14: How Avoiding Risk Can Increase Fear
Americans are safer today from many forms of violent crime than they ever have been. And yet, people feel their families are at greater risk of violent harm. Explore the roles played by each of the following in this dilemma—the insurance industry, revision in tort law, and the burgeoning industry of risk management.
15: Fear of Cybercrime
On the internet, we’re never really sure we have enough security, and that vulnerability leads to fear. In fact, polls show that people fear cybercrime over violent crime by a three-to-one margin. Learn about the legal mechanisms that have been put in place to curb that vulnerability and what experts say we need to do to calm those fears.
16: Fear of Pandemics
While we often want to avoid fear, the truth is, fear is a great motivator that can provoke people to join together and fight when the fight is warranted. Explore the use of language in the early days of the COVID-19 pandemic. Was that a good time to use calming language to quell public fear? Would public fear have led to panic or to appropriate protective measures?

========================================

◆ **Exercise directions**
Rewrite the passage on fear from the words "14: How Avoiding" through the words "calm those fears.", changing "violent crime" to "street crime".

◆ **Listed records**
========================================

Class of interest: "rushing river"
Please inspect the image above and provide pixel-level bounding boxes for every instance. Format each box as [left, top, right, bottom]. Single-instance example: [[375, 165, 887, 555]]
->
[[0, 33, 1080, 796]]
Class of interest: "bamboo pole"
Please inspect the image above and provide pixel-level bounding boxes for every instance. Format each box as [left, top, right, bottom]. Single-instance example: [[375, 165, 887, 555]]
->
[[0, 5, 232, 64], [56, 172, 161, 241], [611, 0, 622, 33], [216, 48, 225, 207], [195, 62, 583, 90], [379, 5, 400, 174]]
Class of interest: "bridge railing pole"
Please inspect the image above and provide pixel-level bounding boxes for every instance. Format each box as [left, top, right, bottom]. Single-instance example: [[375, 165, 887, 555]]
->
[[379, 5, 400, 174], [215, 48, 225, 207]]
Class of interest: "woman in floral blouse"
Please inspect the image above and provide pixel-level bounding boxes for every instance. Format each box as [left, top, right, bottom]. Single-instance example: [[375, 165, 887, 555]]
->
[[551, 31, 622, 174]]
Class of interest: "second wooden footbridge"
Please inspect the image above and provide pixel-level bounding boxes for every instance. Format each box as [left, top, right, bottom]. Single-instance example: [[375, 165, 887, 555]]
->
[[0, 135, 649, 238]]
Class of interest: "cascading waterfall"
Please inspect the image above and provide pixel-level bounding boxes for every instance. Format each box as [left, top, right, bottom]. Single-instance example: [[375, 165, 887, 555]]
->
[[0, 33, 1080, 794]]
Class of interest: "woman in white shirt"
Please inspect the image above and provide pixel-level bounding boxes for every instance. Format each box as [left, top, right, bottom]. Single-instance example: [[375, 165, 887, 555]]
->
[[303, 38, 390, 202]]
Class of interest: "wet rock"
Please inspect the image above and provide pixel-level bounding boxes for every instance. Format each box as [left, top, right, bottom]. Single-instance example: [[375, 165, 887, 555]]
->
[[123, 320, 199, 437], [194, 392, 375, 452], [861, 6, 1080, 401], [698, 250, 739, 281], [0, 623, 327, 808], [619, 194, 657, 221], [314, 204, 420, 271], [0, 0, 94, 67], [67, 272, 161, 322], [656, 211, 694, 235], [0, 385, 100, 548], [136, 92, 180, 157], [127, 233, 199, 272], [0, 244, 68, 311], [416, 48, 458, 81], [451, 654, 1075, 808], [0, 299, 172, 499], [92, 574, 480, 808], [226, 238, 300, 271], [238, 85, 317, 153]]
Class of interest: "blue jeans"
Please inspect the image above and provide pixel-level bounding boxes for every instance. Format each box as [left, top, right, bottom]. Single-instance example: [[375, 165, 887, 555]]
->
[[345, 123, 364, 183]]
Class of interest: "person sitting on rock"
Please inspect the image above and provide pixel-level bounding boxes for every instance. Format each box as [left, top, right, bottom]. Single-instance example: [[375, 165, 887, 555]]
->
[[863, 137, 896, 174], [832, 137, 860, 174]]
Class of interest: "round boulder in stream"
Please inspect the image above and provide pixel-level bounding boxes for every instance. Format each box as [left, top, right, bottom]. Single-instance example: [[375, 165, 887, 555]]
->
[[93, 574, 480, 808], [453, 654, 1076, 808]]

========================================

◆ **Task solution**
14: How Avoiding Risk Can Increase Fear
Americans are safer today from many forms of street crime than they ever have been. And yet, people feel their families are at greater risk of violent harm. Explore the roles played by each of the following in this dilemma—the insurance industry, revision in tort law, and the burgeoning industry of risk management.
15: Fear of Cybercrime
On the internet, we’re never really sure we have enough security, and that vulnerability leads to fear. In fact, polls show that people fear cybercrime over street crime by a three-to-one margin. Learn about the legal mechanisms that have been put in place to curb that vulnerability and what experts say we need to do to calm those fears.